- **Фрагмент источника**:
========================================================================
По пригородной автотрассе двигалась колонна бронетехники. На обочине, пропуская колонну, стояли «Жигули». За рулем сидела женщина. Было светло, потому что было утро. Внезапно одна из боевых машин свернула с дороги, аккуратно переехала через «Жигули» и, возвратившись на дорогу, продолжила движение в колонне. Женщиной, которая находилась в машине и спешила на работу в то утро, была доктор химических наук, профессор Светлана Мамедова, первая женщина-ученый, получившая степень доктора наук в области высокомолекулярных соединений.
Броневая колонна шла по улицам города. Из неё продолжали раздаваться пулеметные очереди, просто так – по окнам роддома, по детской больнице, по жилым домам… На полу одной из квартир лежала бездыханная семнадцатилетняя девушка. Её звали Верочка Бессантина, пуля попала ей в голову. По дороге к поселку из города по вызову ехала машина «Скорой помощи». В ней торопился к больным молодой дежурный врач… Солдаты расстреляли и машину, и врача, находившегося в ней. Его звали Александр Мархевка. Никто из больных никогда уже его не увидит, но всё-таки он сделал для них всё, что мог тогда: отдал свою жизнь.
На тротуаре городской улицы стоял слепой старик, случайно потерявший свою палку. Мимо проезжала военная колонна. Один из солдат спрыгнул с БТРа, подошел к старику, ударом приклада свалил его на асфальт, вторым ударом при помощи штык-ножа добил слепого и вернулся назад, на броню. Колонна двигалась дальше.
Я видел много фотографий. И на каждой из них было множество расстрелянных и раздавленных танками тел: в морге, а больше – просто на городском асфальте. Среди них были взрослые и дети, мужчины и женщины, подростки и старики. Все они умерли в ту ночь или наутро. Помню фотографию подростка без ног, которые по-видимому остались под гусеницами. Но он умер не от этого, нет. За ухом у него я разглядел аккуратное пулевое отверстие. Значит, стреляли в упор. Значит, раненых добивали.
========================================================================
- **Задание A**:
Ответьте по фрагменту на вопросы:
(i) В какой области Светлана Мамедова первой из женщин-ученых получила степень доктора наук?
(ii) Сколько лет было Верочке Бессантиной?
(iii) Что автор разглядел за ухом у подростка на фотографии?
- **Задание B**:
Обновите фрагмент: перепишите его часть от «На тротуаре городской» до «Колонна двигалась дальше.», заменив «палку» на «трость».

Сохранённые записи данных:
========================================================================
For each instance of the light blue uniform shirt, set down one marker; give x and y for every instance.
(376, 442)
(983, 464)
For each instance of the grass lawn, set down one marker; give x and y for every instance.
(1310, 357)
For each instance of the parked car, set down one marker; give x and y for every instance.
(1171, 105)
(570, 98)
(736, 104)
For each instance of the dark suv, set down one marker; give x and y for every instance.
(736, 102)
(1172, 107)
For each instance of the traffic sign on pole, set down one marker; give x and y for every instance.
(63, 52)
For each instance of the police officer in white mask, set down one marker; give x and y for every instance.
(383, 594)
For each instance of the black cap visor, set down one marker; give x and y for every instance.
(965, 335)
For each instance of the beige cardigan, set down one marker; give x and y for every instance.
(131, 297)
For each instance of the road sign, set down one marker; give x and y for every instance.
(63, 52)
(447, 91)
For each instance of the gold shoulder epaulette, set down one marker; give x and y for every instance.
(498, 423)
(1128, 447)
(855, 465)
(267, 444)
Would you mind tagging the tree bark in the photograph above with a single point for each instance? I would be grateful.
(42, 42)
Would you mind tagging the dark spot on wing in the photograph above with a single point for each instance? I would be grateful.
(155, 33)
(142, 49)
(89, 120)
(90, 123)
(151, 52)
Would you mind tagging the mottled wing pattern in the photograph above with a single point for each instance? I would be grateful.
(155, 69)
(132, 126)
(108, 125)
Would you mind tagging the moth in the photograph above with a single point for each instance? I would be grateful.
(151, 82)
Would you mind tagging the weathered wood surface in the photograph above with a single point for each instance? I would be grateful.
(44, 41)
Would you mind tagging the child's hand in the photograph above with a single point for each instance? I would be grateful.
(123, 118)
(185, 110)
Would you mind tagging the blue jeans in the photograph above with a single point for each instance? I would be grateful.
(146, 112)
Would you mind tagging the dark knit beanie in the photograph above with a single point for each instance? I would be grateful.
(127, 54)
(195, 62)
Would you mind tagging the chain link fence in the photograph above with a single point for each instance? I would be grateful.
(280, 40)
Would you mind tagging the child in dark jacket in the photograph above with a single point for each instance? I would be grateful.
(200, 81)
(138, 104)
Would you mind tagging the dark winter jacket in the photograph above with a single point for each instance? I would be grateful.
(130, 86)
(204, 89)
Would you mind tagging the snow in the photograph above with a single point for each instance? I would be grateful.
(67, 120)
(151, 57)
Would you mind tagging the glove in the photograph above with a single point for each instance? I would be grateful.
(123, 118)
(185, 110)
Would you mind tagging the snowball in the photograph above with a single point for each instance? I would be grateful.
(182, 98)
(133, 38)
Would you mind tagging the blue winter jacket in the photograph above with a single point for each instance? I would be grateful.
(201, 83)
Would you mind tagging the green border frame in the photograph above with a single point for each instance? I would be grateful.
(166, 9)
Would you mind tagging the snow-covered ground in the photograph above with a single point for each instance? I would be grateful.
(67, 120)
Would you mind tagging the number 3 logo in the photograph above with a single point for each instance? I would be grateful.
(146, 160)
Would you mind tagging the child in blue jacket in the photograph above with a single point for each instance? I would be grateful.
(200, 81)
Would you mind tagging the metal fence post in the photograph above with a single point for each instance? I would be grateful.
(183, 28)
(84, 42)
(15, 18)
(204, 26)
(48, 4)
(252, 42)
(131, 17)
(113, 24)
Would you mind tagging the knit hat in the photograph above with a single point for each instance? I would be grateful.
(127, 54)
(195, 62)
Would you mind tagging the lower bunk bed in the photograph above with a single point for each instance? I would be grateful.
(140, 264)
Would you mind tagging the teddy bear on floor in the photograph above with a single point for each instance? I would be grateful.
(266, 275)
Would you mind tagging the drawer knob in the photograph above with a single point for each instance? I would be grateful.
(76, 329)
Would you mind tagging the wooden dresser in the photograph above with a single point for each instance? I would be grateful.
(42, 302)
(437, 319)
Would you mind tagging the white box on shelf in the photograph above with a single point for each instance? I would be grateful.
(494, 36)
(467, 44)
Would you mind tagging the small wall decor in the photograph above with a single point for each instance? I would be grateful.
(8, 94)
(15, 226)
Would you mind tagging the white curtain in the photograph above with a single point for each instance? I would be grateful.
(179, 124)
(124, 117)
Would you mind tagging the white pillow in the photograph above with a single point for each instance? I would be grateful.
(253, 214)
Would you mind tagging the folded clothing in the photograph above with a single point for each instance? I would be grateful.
========================================================================
- **Ответ A**:
(i) В области высокомолекулярных соединений.
(ii) Семнадцать лет.
(iii) Аккуратное пулевое отверстие.

- **Ответ B**:
На тротуаре городской улицы стоял слепой старик, случайно потерявший свою трость. Мимо проезжала военная колонна. Один из солдат спрыгнул с БТРа, подошел к старику, ударом приклада свалил его на асфальт, вторым ударом при помощи штык-ножа добил слепого и вернулся назад, на броню. Колонна двигалась дальше.